Task objective - Reproduce every line of the records below, changing nothing.

(A block of data)
»»
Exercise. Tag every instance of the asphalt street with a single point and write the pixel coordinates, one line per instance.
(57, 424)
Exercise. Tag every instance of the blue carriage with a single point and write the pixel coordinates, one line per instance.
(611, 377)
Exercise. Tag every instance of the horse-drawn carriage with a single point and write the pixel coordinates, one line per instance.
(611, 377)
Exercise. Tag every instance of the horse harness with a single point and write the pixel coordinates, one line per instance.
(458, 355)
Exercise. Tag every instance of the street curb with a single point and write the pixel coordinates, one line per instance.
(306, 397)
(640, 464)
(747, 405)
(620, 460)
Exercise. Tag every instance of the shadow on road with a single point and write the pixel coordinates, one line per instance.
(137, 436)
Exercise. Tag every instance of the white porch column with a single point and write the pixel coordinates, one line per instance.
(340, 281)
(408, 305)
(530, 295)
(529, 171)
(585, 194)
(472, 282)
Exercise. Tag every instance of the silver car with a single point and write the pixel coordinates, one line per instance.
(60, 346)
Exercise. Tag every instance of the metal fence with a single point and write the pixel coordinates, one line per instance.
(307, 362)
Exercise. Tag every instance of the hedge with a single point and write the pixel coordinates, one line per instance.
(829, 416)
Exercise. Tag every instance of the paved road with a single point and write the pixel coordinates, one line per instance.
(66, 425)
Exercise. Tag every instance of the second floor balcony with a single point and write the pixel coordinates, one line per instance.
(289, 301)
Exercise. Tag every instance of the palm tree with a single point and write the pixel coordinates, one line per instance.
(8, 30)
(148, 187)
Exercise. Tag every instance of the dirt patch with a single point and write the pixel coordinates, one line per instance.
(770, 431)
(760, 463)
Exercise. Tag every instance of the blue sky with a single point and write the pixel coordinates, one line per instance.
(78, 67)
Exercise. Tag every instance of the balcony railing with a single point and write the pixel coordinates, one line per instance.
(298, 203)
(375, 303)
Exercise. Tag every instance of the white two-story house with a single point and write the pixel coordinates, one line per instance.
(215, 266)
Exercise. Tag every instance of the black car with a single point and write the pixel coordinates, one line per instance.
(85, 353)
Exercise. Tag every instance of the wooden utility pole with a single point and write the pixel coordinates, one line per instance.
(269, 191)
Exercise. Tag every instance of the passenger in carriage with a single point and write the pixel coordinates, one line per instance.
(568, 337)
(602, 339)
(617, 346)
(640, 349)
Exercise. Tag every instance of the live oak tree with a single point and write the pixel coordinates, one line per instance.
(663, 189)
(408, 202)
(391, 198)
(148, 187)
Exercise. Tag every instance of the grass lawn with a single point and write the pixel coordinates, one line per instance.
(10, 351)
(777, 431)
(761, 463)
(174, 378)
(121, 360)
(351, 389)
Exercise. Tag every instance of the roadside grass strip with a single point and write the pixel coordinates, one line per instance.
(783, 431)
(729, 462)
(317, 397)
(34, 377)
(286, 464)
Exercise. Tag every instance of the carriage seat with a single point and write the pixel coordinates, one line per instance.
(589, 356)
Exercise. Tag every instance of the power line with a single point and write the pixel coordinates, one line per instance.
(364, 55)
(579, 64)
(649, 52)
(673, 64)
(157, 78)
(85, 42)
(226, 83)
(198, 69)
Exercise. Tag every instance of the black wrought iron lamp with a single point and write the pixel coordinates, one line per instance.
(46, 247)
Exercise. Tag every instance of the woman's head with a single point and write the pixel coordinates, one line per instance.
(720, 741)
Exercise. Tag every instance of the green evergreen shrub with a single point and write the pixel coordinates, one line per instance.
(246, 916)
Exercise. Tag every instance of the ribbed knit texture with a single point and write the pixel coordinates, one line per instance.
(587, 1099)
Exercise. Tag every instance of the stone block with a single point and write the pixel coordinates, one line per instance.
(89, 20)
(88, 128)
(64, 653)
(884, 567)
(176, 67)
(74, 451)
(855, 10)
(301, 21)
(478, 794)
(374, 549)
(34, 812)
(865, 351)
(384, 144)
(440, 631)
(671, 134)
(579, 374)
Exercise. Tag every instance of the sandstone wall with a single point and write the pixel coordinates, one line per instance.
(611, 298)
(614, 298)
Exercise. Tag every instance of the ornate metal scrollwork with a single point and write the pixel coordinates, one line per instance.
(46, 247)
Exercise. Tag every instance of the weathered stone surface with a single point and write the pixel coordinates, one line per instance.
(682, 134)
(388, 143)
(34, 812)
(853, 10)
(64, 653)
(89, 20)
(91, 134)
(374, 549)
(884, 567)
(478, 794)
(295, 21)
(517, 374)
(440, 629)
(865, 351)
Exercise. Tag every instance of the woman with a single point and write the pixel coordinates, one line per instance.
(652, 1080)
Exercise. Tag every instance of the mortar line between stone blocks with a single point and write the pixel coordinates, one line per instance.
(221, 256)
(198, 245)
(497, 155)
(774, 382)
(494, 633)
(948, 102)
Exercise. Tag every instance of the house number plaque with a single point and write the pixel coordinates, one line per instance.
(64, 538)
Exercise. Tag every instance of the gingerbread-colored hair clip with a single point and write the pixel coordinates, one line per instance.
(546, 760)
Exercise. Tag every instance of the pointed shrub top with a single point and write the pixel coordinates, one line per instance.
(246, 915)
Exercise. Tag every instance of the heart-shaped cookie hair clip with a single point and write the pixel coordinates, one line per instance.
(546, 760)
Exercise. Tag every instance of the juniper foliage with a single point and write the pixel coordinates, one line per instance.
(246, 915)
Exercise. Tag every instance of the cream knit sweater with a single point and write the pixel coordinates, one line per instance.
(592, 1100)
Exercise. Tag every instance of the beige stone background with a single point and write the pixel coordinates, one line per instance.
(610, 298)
««
Finished answer -
Exercise. Tag every instance of the asphalt street with a single point and write the pixel coordinates, one line per instance.
(57, 424)
Exercise. Tag every instance of the blue carriage with a single point and write the pixel coordinates, one line per instance.
(611, 377)
Exercise. Tag every instance of the horse-drawn carriage with a single point and write the pixel coordinates, one line per instance.
(611, 377)
Exercise. Tag every instance of the horse harness with a single point and write the pixel coordinates, one line per instance.
(458, 355)
Exercise. Tag every instance of the street curb with a single point and write the pixel coordinates, one line per instance.
(306, 397)
(640, 464)
(747, 405)
(620, 460)
Exercise. Tag every instance of the shadow on road with a single point and write the pixel coordinates, one line per instance.
(137, 436)
Exercise. Tag every instance of the white porch column with a single point and write the pixel coordinates, one line per instance.
(340, 281)
(408, 305)
(530, 295)
(529, 171)
(585, 194)
(472, 282)
Exercise. Tag every instance of the silver car with a single point and write the pixel coordinates, one line per instance.
(60, 346)
Exercise. Tag every instance of the metal fence with a single point and write the pixel coordinates, one line per instance.
(307, 362)
Exercise. Tag every instance of the hedge with a single point and write the pixel coordinates, one line per instance.
(829, 416)
Exercise. Tag every instance of the paved road with a single point and write the pixel coordinates, one line per instance.
(66, 425)
Exercise. Tag every instance of the second floor balcony with a single point and write the pixel coordinates, one line per instance.
(289, 301)
Exercise. Tag every instance of the palm tree with a single point and write the pixel coordinates, one line per instance.
(8, 30)
(148, 187)
Exercise. Tag every instance of the dirt patch with a single point and write the pixel coordinates, one line per instance.
(770, 431)
(760, 463)
Exercise. Tag every instance of the blue sky with a single point and write the pixel coordinates, one line per instance.
(78, 67)
Exercise. Tag every instance of the balcony railing with a single point and write the pixel coordinates, one line per instance.
(298, 203)
(375, 303)
Exercise. Tag every instance of the white two-story house with a single point and write the pixel coordinates, one line per instance.
(215, 266)
Exercise. Tag every instance of the black car with a single point and write the pixel coordinates, one line per instance.
(85, 353)
Exercise. Tag every instance of the wooden utility pole with a single point and write the pixel coordinates, one line per instance.
(269, 191)
Exercise. Tag every instance of the passenger in carriage with a single point and write the pixel coordinates, one line per instance.
(568, 337)
(602, 339)
(617, 346)
(640, 349)
Exercise. Tag every instance of the live oak tree with a single point and write the pixel coordinates, one line per instance.
(663, 189)
(408, 202)
(391, 198)
(148, 187)
Exercise. Tag every instance of the grass lawn with a single point and write the pixel coordinates, one line per instance.
(10, 351)
(777, 431)
(761, 463)
(174, 378)
(121, 360)
(351, 389)
Exercise. Tag every instance of the roadside grass strip with a single point and write the pixel coordinates, one line per instance.
(783, 431)
(729, 462)
(317, 397)
(34, 377)
(286, 464)
Exercise. Tag every instance of the carriage seat with a single point and write the pixel coordinates, one line per instance.
(589, 356)
Exercise. Tag every instance of the power line with a single point and write the pixel coordinates, one line per instance.
(364, 55)
(579, 64)
(649, 52)
(673, 64)
(157, 78)
(85, 42)
(226, 83)
(198, 69)
Exercise. Tag every instance of the black wrought iron lamp with a single point and write the pixel coordinates, one line per instance.
(46, 247)
Exercise. Tag every instance of the woman's head with a single point and write the pixel coordinates, one line per instance.
(720, 741)
Exercise. Tag every instance of the green evergreen shrub with a single point and write the pixel coordinates, one line per instance.
(246, 916)
Exercise. Tag every instance of the ribbed knit texture with a single point and write the pixel coordinates, one line per instance.
(587, 1099)
Exercise. Tag every instance of the stone block with a single point and write the pixel coordinates, one line per instance.
(89, 20)
(88, 128)
(64, 653)
(884, 567)
(176, 67)
(74, 451)
(855, 10)
(301, 21)
(478, 794)
(374, 549)
(34, 812)
(865, 351)
(384, 144)
(440, 631)
(671, 134)
(579, 374)
Exercise. Tag every instance of the sandstone wall with a single point and write the pixel coordinates, one line per instance.
(611, 298)
(614, 298)
Exercise. Tag every instance of the ornate metal scrollwork with a single point and write the pixel coordinates, one line per instance.
(46, 247)
Exercise. Tag every instance of the weathered stone surface with a single point and write the pixel coordinates, one line per instance.
(682, 134)
(388, 143)
(34, 812)
(853, 10)
(64, 653)
(89, 20)
(91, 134)
(374, 549)
(884, 567)
(478, 794)
(295, 21)
(517, 374)
(440, 629)
(865, 351)
Exercise. Tag every instance of the woman with a single point and write the pixel coordinates, one line per instance.
(652, 1080)
Exercise. Tag every instance of the mortar line between stone blocks with a single point and write the pixel coordinates, one line per instance.
(221, 256)
(198, 245)
(497, 155)
(774, 382)
(494, 633)
(948, 102)
Exercise. Tag every instance of the house number plaque with a single point and write the pixel coordinates, one line per instance.
(64, 538)
Exercise. Tag every instance of the gingerbread-colored hair clip with a single point and write the pixel coordinates, one line per instance.
(546, 760)
Exercise. Tag every instance of the pointed shrub top with a single point and write the pixel coordinates, one line per instance.
(246, 915)
Exercise. Tag every instance of the heart-shaped cookie hair clip with a single point and write the pixel coordinates, one line per instance.
(546, 760)
Exercise. Tag every instance of the juniper foliage with a single point and write the pixel coordinates, one line per instance.
(246, 915)
Exercise. Tag every instance of the cream knit sweater with a single point and write the pixel coordinates, one line per instance.
(592, 1100)
Exercise. Tag every instance of the beige stone background with a single point and write the pixel coordinates, one line per instance.
(610, 298)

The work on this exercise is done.